- **Document section**
Tuesday, December 30, 2008

Sprucy!

Following the unexpected link from Mr Ron's blog, I thought it was time for the poetry website to get a quick spruce-up. Five poems in the Workshack have been killed, and a further ten promoted from the 'shack to the comforting obscurity of the Archives.

I've also re-hung the Showcase - it hadn't been touched for over a year!

One last development: the Rikweb Forum is up and running, and slowly becoming populated with archive data and suchlike - for instance, all my short stories are now ensconsed within its shelves, alongside a single thread for the Rik's Blog Story work in progress. There's even some short excerpts from the book wot I wrote - though that book faces a reasonably major revision in January before being submitted to Agents (again).

On the poetry side of things, I've done threads for each NaPoWriMo bloodbath, together with details on how each day's draft subsequently fared. And there's plenty of stuff for the Conlanging and Conworlding lovers amongst us - in particular, a whole subforum dedicated to Ákat translation sentences (complete with logoscripts), for those who like such things.

As the Man said: enjoy!

Wednesday, December 24, 2008

Happy feasting ...




(as the Nakap philosophers would write, and say)

Benedictus

The thing that the Pope - and his many, many little helpers - fail to understand is the fact that I am God's creation, just as much as he is. God created me the way that I am, with my middle finger just slightly longer than my index and ring fingers, with my brain wired in such a manner that I find the sight of a man's broad shoulders more sexually attractive than a woman's breasts, with a preference for sucking on lollipops rather than thrusting my tongue deep into the ice cream cone.

Putting aside the controversial subject of a gay gene, my body has been formed as it is without my active consent - indeed much of the handiwork occurred in the hormonal floods of my dear mother's womb. Whether I was conceived gay or not, I was most definitely born gay. And whatever way you choose to stir the figgy pudding, the fact remains that my existence on this planet must be God's will, and thus comes with God's blessing.

- **Request 1**
According to the blog excerpt, how long had the Showcase gone untouched before it was re-hung?
- **Request 2**
Reproduce the blog excerpt from "On the poetry" to "Man said: enjoy!".
- **Request 3**
Proceed with the blog excerpt, starting right after its last sentence.
The data were drawn from a separate source.

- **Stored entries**
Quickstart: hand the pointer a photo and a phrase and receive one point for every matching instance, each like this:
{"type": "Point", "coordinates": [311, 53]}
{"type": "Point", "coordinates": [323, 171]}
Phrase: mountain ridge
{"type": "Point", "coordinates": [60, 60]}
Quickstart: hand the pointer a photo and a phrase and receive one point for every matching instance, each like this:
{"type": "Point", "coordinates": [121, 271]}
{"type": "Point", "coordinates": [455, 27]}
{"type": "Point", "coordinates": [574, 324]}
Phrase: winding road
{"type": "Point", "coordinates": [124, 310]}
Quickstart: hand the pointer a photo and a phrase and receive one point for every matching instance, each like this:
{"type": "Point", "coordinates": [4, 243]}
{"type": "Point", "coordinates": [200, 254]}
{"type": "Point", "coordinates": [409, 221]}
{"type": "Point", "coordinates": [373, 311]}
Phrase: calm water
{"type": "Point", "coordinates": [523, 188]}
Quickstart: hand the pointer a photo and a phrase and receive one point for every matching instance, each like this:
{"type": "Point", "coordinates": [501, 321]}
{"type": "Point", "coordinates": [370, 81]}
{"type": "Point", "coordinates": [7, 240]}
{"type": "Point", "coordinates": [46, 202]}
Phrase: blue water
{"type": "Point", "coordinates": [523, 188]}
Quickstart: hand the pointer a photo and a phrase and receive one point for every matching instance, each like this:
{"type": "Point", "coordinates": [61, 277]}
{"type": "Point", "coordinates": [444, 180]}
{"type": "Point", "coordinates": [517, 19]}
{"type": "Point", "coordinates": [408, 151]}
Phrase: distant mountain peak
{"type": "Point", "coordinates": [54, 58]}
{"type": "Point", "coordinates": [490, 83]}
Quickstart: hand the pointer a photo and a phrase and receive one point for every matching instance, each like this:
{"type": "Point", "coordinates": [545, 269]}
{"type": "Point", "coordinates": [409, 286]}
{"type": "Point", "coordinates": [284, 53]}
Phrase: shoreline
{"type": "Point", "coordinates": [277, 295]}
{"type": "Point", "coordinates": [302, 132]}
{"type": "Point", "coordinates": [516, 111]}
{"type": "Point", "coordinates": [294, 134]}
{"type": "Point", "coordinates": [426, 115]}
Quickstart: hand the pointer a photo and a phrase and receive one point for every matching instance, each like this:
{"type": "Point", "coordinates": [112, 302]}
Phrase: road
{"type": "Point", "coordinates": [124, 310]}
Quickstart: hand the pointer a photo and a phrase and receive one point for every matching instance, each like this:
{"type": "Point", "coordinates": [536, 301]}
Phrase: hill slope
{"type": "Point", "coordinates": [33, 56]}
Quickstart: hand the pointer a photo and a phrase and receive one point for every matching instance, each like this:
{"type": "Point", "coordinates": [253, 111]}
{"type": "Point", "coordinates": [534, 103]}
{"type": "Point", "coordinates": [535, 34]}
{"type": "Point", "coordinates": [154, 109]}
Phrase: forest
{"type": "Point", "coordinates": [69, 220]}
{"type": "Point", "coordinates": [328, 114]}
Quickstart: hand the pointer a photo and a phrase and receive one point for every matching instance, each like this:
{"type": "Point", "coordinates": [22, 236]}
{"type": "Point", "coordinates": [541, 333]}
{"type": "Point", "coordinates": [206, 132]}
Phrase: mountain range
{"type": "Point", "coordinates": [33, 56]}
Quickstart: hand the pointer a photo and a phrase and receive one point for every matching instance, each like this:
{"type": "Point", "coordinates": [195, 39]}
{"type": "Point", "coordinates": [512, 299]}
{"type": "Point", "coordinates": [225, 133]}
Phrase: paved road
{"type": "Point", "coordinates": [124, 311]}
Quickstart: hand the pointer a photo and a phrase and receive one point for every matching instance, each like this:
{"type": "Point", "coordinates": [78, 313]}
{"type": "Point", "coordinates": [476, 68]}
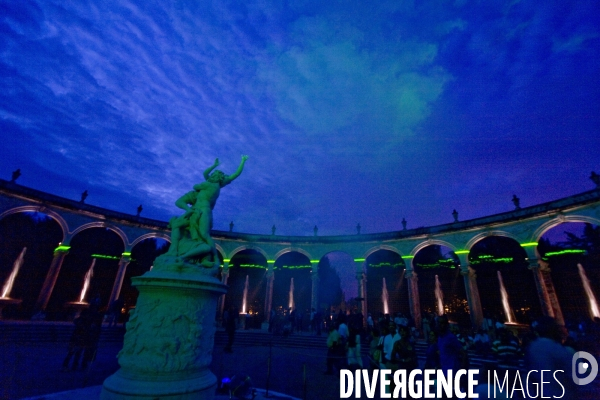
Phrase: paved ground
{"type": "Point", "coordinates": [34, 369]}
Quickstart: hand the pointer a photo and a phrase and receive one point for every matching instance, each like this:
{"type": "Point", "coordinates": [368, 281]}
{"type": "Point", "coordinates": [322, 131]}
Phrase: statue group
{"type": "Point", "coordinates": [191, 244]}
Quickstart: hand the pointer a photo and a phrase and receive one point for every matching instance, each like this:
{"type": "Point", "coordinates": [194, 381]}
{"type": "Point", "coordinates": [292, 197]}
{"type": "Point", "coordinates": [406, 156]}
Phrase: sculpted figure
{"type": "Point", "coordinates": [190, 232]}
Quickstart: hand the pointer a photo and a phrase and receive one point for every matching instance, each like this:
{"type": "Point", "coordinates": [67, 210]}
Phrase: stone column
{"type": "Point", "coordinates": [475, 310]}
{"type": "Point", "coordinates": [51, 277]}
{"type": "Point", "coordinates": [224, 277]}
{"type": "Point", "coordinates": [314, 276]}
{"type": "Point", "coordinates": [545, 289]}
{"type": "Point", "coordinates": [269, 296]}
{"type": "Point", "coordinates": [170, 335]}
{"type": "Point", "coordinates": [123, 263]}
{"type": "Point", "coordinates": [413, 296]}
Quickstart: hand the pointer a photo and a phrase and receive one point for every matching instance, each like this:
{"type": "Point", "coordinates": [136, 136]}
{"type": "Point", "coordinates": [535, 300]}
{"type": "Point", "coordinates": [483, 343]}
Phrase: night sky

- **Written answer 1**
Over a year.

- **Written answer 2**
On the poetry side of things, I've done threads for each NaPoWriMo bloodbath, together with details on how each day's draft subsequently fared. And there's plenty of stuff for the Conlanging and Conworlding lovers amongst us - in particular, a whole subforum dedicated to Ákat translation sentences (complete with logoscripts), for those who like such things.

As the Man said: enjoy!

- **Written answer 3**
In fact, my homosexuality is a boon to the planet's ecology. I've no interest in creating more people, which means that rather than invest my energy into raising my own offspring I can invest that energy into helping to raise the children of my siblings (only two of the five of us chose to breed). I help the society I live in by paying taxes for services, most of which I do not then claw back to meet the needs of my loin's fruit. I am in every way a benefit to society, not a burden.

But no, we all have to bow to the dogma of a misunderstood God and a misrepresented Saviour. Which is a pity, I think.

But this is the season of good will to all men and such like, so may I take this opportunity to thank Pope Benedict for taking the time to think of me, on the eve's eve of the day of his Saviour's purported birth (I won't mention the fact that Jesus was most probably born on 29 September rather than 25 December, a birth date which I fortuitously share ... oops! Sorry about mentioning that), and wish him - and his many, many little helpers - a fruitful, peaceful and serene 2009.

Because people need more hugs; the world needs more hugs. Let's all work together to make 2009 the Year of the Hugs!

Without an invitation, Rik answers some questions

David F. Hoenigman, from the Word Riot website, appears to be conducting interviews with various worthies concerning their writing - including an interview with Ron Silliman.

While David has not invited me to answer his question - it appears that he is completely unaware of my existence, which is both sad and understandable at the same time - I'm still going to answer them. It's Crimbo's Eve, after all, and since my driving instructor has had to cancel my driving lesson the most pressing item on my ToDo list is The Making Of The Sherry Trifle, so I've got a little time available for personal aggrandisement ...

Anyways:

What projects are you currently working on?
The three key projects I'm currently working on are my two SF novels - one drafted and undergoing revision before being submitted to Agent/Publishers, the other a first draft work-in-progress - and my Interminable Work (Snowdrop) which seems to be inching its way towards first draft completion. Though my plans for all three took a hard knock in the last quarter of the year and I've found it difficult to concentrate on any of them since October.

When and why did you begin writing?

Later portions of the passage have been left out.